Coordinate labeling data
....
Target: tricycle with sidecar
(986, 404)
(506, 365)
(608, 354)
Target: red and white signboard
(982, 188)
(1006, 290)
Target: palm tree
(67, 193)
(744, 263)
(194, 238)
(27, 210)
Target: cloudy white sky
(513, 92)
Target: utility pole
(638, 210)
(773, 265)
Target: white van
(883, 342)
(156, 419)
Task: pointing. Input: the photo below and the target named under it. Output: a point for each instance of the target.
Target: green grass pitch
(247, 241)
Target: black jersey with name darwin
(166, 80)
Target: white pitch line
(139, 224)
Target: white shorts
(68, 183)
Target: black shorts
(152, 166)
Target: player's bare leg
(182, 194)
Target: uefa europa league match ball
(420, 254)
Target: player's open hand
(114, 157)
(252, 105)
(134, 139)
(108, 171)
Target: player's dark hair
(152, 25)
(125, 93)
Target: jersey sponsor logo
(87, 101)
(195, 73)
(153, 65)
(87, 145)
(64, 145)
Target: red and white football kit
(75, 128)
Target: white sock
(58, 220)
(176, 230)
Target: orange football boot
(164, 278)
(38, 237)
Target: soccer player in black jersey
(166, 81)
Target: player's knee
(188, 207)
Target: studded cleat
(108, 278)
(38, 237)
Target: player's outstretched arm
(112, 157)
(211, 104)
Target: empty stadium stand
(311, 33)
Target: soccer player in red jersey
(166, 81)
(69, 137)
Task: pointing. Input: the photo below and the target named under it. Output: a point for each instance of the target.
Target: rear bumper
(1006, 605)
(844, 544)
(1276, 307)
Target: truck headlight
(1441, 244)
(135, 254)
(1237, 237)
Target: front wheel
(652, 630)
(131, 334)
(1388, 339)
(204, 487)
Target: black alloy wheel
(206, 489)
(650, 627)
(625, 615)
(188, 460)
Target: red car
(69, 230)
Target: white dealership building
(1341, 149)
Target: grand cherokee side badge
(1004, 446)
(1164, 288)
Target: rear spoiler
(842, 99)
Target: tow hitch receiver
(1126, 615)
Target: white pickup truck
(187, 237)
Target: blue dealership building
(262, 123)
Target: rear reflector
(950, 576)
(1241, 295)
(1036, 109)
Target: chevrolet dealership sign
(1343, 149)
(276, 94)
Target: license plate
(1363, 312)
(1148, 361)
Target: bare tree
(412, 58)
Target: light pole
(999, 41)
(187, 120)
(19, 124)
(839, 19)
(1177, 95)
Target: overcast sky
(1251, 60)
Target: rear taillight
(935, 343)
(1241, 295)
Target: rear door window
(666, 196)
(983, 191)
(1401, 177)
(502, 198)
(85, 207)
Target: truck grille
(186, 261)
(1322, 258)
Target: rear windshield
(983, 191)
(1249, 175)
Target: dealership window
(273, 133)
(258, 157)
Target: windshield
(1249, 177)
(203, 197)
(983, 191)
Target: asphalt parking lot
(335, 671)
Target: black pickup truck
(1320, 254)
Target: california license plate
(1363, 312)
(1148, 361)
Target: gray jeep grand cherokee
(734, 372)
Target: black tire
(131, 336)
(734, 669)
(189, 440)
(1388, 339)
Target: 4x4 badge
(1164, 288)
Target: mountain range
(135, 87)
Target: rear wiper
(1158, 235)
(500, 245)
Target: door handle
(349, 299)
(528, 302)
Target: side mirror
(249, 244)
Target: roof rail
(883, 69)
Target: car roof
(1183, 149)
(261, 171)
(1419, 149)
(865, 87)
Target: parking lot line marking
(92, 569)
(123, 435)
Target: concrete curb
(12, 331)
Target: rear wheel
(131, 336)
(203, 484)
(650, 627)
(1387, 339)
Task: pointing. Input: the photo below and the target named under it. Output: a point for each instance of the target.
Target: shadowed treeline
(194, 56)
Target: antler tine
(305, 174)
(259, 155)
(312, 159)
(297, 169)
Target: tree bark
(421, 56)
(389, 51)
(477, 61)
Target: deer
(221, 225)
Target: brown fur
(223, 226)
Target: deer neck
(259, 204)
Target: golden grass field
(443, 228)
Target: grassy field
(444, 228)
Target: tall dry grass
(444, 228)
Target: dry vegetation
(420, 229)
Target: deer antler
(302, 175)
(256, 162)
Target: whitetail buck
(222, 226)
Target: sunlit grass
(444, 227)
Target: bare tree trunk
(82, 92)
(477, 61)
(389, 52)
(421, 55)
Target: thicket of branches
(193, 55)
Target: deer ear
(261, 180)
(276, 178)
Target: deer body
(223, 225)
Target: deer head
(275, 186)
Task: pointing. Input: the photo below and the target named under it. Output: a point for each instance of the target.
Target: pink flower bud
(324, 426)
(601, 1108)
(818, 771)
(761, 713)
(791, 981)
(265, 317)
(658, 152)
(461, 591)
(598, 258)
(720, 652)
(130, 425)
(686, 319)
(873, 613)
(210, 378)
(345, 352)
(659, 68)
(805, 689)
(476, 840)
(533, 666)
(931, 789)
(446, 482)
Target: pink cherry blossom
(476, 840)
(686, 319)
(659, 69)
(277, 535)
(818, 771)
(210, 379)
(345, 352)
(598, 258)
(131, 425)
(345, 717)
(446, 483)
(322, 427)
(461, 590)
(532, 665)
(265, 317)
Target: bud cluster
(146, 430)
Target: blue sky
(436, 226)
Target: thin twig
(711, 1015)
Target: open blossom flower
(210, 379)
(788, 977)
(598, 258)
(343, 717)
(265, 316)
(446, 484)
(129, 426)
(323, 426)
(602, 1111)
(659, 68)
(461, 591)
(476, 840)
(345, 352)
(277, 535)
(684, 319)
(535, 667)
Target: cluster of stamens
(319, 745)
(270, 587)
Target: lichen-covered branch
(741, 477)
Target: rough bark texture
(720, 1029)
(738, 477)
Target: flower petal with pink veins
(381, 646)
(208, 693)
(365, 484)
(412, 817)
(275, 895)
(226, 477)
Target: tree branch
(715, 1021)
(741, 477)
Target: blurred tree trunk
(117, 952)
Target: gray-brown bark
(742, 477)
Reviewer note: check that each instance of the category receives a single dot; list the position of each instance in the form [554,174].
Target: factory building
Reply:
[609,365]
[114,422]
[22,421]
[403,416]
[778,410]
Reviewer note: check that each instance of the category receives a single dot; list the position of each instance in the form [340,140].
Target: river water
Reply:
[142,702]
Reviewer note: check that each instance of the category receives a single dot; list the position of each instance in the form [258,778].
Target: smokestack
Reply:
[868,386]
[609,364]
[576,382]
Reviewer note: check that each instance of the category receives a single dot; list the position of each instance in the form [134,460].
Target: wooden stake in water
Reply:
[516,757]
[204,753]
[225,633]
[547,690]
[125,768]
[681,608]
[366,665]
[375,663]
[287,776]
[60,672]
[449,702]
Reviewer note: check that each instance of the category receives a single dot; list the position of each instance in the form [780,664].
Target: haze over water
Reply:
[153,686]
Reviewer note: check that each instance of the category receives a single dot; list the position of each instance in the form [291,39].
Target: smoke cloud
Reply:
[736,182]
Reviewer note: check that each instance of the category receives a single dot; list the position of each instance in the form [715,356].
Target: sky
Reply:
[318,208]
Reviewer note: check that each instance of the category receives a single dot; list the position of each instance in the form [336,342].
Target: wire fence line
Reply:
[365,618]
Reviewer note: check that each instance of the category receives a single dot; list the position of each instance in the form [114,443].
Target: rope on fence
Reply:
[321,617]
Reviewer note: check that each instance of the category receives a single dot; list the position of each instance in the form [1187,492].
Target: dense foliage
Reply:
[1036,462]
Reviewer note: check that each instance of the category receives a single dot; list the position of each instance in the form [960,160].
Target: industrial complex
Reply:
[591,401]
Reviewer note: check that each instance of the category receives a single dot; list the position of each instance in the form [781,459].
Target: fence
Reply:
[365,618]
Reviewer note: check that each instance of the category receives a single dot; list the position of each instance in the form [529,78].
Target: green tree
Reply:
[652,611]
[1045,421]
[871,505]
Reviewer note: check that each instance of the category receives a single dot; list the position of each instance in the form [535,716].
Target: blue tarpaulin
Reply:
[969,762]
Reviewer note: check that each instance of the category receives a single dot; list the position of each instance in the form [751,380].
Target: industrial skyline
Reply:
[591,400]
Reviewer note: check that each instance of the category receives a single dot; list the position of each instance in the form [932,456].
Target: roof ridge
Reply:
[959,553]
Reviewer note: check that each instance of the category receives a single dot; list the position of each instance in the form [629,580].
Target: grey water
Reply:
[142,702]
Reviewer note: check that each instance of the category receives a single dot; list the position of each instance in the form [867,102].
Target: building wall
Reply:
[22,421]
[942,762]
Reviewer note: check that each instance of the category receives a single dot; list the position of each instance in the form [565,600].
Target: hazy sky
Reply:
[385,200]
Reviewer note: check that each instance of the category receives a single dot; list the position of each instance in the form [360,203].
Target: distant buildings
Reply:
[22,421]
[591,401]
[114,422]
....
Transcribe the rows above verbatim, everything from the line containing "Target: white dealership building" down to the line containing "(1036, 109)", with both of those lines included.

Target: white dealership building
(1341, 149)
Target: grand cherokee side badge
(1004, 446)
(1164, 288)
Target: rear spoiler
(842, 99)
Target: tow hitch receiver
(1126, 615)
Target: white pickup truck
(187, 237)
Target: blue dealership building
(262, 123)
Target: rear reflector
(950, 576)
(1241, 295)
(1036, 109)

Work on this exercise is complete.